> **PROMPT**
An exact copy of the lines from the one containing "Identify one point on each instance of the sea in" through the final line of the records is the only acceptable answer.

> **Data entries**
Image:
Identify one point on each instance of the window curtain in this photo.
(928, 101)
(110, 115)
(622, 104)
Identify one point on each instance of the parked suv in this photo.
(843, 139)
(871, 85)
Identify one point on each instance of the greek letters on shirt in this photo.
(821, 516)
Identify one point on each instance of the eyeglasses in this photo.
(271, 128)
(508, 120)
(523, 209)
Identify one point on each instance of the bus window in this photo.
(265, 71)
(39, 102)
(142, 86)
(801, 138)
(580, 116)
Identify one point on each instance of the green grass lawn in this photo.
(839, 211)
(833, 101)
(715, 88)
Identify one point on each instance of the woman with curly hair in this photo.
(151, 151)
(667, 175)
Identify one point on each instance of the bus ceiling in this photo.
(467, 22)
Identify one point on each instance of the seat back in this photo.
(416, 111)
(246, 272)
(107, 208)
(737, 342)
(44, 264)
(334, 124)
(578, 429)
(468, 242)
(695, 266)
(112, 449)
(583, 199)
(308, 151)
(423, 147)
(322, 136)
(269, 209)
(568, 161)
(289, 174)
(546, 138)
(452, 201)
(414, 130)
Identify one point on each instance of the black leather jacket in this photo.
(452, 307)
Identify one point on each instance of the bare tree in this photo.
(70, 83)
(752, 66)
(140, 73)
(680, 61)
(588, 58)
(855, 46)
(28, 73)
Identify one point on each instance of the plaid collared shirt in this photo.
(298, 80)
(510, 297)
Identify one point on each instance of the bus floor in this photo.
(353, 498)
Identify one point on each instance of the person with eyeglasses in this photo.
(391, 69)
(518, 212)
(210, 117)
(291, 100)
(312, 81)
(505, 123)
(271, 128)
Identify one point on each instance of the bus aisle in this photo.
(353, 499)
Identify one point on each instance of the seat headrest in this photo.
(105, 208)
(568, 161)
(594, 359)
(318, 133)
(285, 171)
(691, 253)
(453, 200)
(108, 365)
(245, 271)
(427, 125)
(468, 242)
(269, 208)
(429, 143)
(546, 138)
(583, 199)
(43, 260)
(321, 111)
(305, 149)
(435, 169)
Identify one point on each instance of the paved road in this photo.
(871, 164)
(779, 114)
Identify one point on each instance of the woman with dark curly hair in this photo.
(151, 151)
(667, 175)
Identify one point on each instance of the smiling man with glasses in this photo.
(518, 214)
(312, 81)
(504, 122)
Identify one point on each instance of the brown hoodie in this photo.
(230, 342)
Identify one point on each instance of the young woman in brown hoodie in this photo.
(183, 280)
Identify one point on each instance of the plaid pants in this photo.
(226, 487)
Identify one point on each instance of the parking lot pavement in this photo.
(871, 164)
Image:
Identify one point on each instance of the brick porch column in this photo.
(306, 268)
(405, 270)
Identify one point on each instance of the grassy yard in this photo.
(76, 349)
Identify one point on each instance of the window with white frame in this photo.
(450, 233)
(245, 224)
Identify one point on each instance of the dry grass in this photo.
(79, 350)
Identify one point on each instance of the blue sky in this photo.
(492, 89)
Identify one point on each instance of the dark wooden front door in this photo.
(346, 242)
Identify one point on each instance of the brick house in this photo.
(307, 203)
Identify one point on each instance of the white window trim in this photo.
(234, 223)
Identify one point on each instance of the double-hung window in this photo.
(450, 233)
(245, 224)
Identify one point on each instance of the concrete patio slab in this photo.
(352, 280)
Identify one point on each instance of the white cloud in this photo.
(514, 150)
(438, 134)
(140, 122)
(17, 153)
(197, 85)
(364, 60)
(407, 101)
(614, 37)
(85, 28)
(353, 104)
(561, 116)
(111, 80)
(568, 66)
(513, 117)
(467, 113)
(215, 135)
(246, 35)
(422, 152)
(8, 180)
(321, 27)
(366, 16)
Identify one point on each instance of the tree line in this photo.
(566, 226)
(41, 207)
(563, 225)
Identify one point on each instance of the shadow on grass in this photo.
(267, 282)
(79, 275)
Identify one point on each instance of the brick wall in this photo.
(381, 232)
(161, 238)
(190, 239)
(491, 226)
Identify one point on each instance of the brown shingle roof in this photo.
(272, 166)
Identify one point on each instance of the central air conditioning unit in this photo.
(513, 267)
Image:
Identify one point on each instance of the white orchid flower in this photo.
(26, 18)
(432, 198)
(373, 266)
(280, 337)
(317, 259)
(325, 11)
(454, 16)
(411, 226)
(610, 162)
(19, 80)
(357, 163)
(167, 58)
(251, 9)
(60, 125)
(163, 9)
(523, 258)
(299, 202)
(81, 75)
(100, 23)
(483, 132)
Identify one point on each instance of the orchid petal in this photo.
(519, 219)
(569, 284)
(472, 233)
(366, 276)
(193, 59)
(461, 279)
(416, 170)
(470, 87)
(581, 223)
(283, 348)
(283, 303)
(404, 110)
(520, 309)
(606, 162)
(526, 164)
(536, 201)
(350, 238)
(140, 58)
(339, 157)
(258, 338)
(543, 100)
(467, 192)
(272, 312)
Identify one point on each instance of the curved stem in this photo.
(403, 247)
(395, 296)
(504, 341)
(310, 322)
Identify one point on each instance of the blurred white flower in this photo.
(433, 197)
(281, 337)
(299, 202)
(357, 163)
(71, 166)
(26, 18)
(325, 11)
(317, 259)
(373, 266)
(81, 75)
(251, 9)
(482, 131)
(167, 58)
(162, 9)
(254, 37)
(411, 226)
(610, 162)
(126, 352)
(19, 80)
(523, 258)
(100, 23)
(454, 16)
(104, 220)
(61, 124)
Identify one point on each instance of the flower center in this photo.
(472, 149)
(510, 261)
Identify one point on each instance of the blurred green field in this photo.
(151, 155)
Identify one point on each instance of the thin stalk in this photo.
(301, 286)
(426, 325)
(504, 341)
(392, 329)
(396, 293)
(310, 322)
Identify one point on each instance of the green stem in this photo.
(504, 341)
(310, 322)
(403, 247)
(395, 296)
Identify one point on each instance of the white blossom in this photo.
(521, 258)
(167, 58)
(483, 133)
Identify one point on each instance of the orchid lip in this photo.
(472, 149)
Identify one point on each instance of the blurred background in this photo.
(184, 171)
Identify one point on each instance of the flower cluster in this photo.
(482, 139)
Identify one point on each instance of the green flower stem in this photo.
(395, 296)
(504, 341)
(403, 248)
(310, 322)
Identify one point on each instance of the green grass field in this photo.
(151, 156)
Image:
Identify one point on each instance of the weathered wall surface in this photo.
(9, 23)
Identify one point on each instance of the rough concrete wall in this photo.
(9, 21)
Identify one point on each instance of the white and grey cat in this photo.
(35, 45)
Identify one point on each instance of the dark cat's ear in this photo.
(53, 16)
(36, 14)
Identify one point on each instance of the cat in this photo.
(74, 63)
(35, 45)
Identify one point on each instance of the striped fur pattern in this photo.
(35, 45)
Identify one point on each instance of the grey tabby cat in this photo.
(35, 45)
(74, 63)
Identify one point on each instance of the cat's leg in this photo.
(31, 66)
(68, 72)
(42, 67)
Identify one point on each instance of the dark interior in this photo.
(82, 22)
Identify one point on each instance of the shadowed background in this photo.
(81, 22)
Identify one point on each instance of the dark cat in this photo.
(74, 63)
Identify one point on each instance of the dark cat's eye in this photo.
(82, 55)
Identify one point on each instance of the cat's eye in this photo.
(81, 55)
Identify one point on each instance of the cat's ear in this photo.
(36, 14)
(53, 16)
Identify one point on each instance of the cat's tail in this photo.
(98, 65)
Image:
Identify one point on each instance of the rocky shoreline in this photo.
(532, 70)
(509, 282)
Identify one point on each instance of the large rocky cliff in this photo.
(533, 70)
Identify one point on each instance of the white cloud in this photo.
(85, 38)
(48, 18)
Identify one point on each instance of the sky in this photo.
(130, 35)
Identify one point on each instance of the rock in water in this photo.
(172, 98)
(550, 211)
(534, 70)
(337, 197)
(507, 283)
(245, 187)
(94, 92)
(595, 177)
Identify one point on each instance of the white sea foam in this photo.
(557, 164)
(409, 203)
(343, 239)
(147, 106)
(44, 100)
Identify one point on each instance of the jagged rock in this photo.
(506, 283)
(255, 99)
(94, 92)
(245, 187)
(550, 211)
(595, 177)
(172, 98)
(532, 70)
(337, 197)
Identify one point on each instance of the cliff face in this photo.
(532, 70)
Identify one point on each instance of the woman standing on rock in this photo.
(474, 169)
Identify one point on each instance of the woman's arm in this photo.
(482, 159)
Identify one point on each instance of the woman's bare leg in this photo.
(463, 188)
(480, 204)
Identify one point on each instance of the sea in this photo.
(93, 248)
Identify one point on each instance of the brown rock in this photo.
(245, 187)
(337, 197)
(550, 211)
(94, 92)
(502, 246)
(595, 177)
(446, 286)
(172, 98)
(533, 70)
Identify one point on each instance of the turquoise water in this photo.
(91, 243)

> **RESPONSE BOX**
Identify one point on each instance of the sea in this photo.
(93, 248)
Identify one point on each instance of the brown rock in this photo.
(245, 187)
(337, 197)
(550, 211)
(94, 92)
(502, 246)
(595, 177)
(446, 286)
(172, 98)
(533, 70)
Identify one point on each instance of the turquoise water in this photo.
(91, 243)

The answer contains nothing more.